> [OBJECTIVE] Find all lines in the entries below that contain the word "every", and copy each of those lines in full. Case counts when matching.

> [GIVEN ENTRIES]
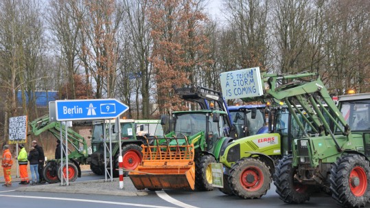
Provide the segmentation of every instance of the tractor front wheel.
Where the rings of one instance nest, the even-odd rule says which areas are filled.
---
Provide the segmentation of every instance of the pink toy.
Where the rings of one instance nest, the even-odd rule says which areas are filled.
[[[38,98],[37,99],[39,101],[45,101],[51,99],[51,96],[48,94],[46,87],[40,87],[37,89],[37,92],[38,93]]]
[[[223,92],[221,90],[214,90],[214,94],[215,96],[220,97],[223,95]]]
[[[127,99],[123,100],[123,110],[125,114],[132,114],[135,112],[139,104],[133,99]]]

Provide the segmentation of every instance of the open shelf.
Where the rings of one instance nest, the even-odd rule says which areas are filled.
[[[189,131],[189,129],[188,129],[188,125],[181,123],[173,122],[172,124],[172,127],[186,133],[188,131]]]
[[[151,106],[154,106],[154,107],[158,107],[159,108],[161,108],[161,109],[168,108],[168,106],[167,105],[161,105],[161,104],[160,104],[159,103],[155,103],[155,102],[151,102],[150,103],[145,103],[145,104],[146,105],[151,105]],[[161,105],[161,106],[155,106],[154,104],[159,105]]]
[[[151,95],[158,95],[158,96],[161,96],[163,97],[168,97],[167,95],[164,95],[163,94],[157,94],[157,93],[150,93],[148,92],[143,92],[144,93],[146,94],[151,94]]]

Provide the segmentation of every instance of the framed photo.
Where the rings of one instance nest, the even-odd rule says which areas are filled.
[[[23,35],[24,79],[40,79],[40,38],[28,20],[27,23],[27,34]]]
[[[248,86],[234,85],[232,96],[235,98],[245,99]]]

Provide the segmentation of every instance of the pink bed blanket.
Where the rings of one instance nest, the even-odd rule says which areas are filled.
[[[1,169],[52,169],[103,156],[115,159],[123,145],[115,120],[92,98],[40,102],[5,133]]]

> [FINISHED EXERCISE]
Provide the segmentation of every instance of the tractor front wheel.
Provide the segmentation of every instance of the pink toy.
Provide the segmentation of every instance of the open shelf.
Provide the segmentation of every instance of the framed photo.
Provide the segmentation of every instance of the pink bed blanket.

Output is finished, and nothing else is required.